Pointing dataset excerpts

━━━━━━━━━━━━━━━━━━━━

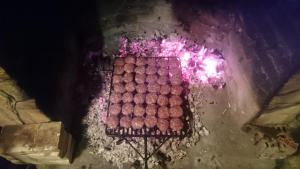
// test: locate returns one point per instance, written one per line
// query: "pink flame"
(199, 65)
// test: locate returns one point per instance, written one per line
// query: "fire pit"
(147, 100)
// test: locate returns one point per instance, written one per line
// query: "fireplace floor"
(225, 146)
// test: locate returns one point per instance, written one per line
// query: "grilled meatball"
(150, 121)
(119, 62)
(112, 121)
(127, 97)
(128, 77)
(151, 109)
(174, 63)
(162, 100)
(130, 87)
(163, 62)
(139, 98)
(139, 110)
(176, 80)
(151, 98)
(117, 79)
(151, 61)
(140, 78)
(163, 71)
(115, 109)
(151, 70)
(176, 111)
(164, 89)
(129, 68)
(174, 72)
(119, 88)
(176, 124)
(163, 112)
(151, 78)
(140, 61)
(141, 88)
(130, 59)
(127, 108)
(140, 70)
(175, 101)
(163, 125)
(125, 122)
(153, 87)
(115, 97)
(137, 122)
(176, 90)
(162, 80)
(118, 70)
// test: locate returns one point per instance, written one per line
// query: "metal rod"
(157, 148)
(146, 153)
(134, 148)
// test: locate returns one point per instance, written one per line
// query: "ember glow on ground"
(199, 64)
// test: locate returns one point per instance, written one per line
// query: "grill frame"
(153, 132)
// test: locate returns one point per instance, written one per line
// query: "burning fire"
(199, 64)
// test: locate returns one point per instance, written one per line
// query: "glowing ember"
(199, 64)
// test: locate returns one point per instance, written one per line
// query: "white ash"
(107, 147)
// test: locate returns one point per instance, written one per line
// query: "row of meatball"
(149, 70)
(175, 124)
(149, 98)
(142, 79)
(151, 110)
(141, 61)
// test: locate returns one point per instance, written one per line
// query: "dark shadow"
(50, 48)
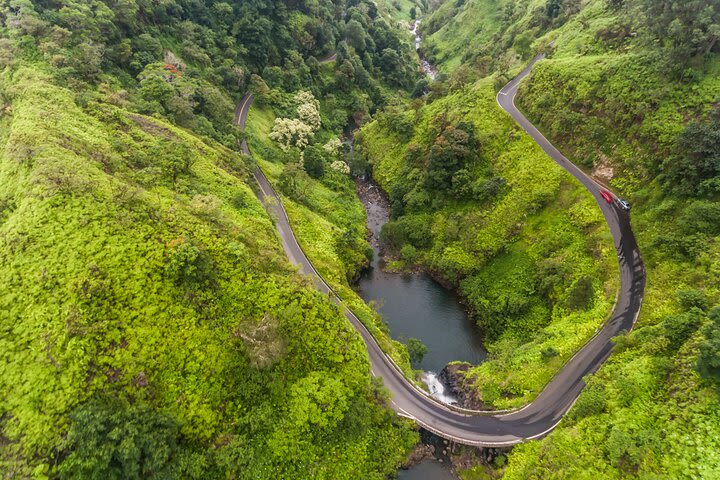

━━━━━━━━━━━━━━━━━━━━

* _INSTRUCTION_
Extract every line of the entries that contains the word "meatball".

* _RESULT OF THE TASK_
// query: "grilled meatball"
// query: "row of meatball"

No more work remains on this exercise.